§ **Your instructions**:
Copy the records below word for word, omitting the pictures.

Dataset entries:
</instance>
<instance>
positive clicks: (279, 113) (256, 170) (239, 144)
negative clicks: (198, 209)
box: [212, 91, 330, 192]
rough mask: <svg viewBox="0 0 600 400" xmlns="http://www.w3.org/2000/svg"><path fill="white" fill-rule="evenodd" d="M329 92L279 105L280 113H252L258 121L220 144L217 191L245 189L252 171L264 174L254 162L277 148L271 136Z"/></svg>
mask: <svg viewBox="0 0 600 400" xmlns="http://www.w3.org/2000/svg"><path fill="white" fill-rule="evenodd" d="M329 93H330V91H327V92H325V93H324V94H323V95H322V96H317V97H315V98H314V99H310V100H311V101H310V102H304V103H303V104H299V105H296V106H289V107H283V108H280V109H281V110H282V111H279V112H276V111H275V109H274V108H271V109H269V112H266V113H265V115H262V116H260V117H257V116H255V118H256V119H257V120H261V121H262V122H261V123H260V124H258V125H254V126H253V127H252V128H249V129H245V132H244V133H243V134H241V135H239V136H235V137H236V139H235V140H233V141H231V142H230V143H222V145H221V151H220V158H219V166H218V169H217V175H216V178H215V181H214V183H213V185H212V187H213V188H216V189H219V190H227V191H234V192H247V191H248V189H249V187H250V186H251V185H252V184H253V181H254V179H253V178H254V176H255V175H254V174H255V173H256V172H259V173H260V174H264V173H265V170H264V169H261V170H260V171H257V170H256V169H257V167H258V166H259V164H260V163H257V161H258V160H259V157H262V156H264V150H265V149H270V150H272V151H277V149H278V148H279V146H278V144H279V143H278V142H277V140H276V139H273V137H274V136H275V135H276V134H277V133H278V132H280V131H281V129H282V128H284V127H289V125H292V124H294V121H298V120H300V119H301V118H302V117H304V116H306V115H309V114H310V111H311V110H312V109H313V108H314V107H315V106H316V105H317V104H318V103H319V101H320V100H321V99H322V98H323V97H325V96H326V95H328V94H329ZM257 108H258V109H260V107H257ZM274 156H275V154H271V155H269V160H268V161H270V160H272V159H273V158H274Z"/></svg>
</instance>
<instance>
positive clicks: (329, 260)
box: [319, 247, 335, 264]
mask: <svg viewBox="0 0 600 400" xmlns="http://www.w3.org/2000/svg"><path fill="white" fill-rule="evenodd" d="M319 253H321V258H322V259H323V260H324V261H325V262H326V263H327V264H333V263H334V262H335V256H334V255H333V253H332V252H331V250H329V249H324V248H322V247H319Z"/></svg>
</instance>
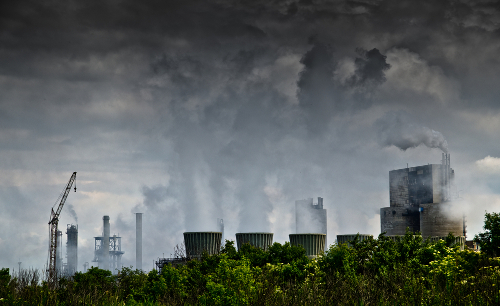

§ **Task response**:
</instance>
<instance>
positive clicks: (279, 113) (256, 170) (239, 144)
negative clicks: (198, 209)
box: [212, 91, 330, 192]
rough mask: <svg viewBox="0 0 600 400" xmlns="http://www.w3.org/2000/svg"><path fill="white" fill-rule="evenodd" d="M329 92L279 105L280 113H252L258 121L220 144L217 191L245 189L252 171L264 174L254 162L277 148L271 136Z"/></svg>
mask: <svg viewBox="0 0 600 400" xmlns="http://www.w3.org/2000/svg"><path fill="white" fill-rule="evenodd" d="M329 93H330V91H327V92H325V93H324V94H323V95H322V96H317V97H315V98H314V99H310V100H311V101H310V102H304V103H303V104H299V105H296V106H289V107H283V108H280V109H281V110H282V111H279V112H276V111H275V109H274V108H271V109H269V112H266V113H265V115H262V116H260V117H257V116H255V118H256V119H257V120H261V121H262V122H261V123H260V124H258V125H254V126H253V127H252V128H249V129H245V132H244V133H243V134H241V135H239V136H235V137H236V139H235V140H233V141H231V142H230V143H222V145H221V151H220V158H219V166H218V169H217V175H216V178H215V181H214V183H213V185H212V187H213V188H216V189H219V190H227V191H234V192H247V191H248V189H249V187H250V186H251V185H252V184H253V181H254V179H253V178H254V176H255V175H254V174H255V173H256V172H259V173H260V174H264V173H265V170H264V169H261V170H260V171H257V170H256V169H257V167H258V166H259V164H260V163H257V161H258V160H259V157H262V156H264V150H265V149H270V150H272V151H277V149H278V148H279V146H278V144H279V143H278V142H277V140H276V139H273V137H274V136H275V135H276V134H277V133H278V132H280V131H281V129H282V128H284V127H289V125H292V124H294V121H298V120H300V119H301V118H302V117H304V116H306V115H309V114H310V111H311V110H312V109H313V108H314V107H315V106H316V105H317V104H318V103H319V101H320V100H321V99H322V98H323V97H325V96H326V95H328V94H329ZM257 108H258V109H260V107H257ZM274 156H275V154H271V155H269V160H268V161H270V160H272V159H273V158H274Z"/></svg>
</instance>
<instance>
positive clicks: (329, 260)
box: [319, 247, 335, 264]
mask: <svg viewBox="0 0 600 400" xmlns="http://www.w3.org/2000/svg"><path fill="white" fill-rule="evenodd" d="M319 253H321V258H322V259H323V260H324V261H325V262H326V263H327V264H333V263H334V262H335V256H334V255H333V253H332V252H331V250H329V249H324V248H322V247H319Z"/></svg>
</instance>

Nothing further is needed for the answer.